• [Entries supplied]

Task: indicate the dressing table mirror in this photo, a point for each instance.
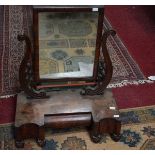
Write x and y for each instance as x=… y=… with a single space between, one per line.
x=69 y=50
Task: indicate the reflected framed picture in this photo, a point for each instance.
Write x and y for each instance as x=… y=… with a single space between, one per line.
x=67 y=43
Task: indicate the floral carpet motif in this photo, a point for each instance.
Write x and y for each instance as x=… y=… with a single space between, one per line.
x=136 y=134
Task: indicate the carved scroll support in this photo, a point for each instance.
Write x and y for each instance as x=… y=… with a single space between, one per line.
x=29 y=130
x=105 y=69
x=26 y=71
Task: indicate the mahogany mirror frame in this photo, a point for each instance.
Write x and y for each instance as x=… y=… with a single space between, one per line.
x=36 y=11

• [Action item] Would you please give the material above again, unchanged but without pictures?

• [Task solution]
Task: indicate the dressing table mirror in this photo, a point for each instance.
Write x and y for each instance as x=… y=… with a single space between, one per line.
x=69 y=50
Task: indicate the reflected framed picture in this photo, a point for each instance.
Write x and y for each instance as x=… y=… with a single space between, one per line.
x=67 y=43
Task: indicate the floral carpet motif in this photo, a point for each instance.
Write x and y for each instance as x=… y=… with a single space between, one per line.
x=136 y=134
Task: indicate the carved scroll support in this photo, a point for each instance.
Write x and y for each instance as x=… y=… with a single space between, one per line.
x=29 y=130
x=105 y=69
x=26 y=71
Task: indicate the mahogany mirror frame in this photo, a point for each instance.
Write x and y for each instance as x=… y=… with a single space between, one per line.
x=36 y=11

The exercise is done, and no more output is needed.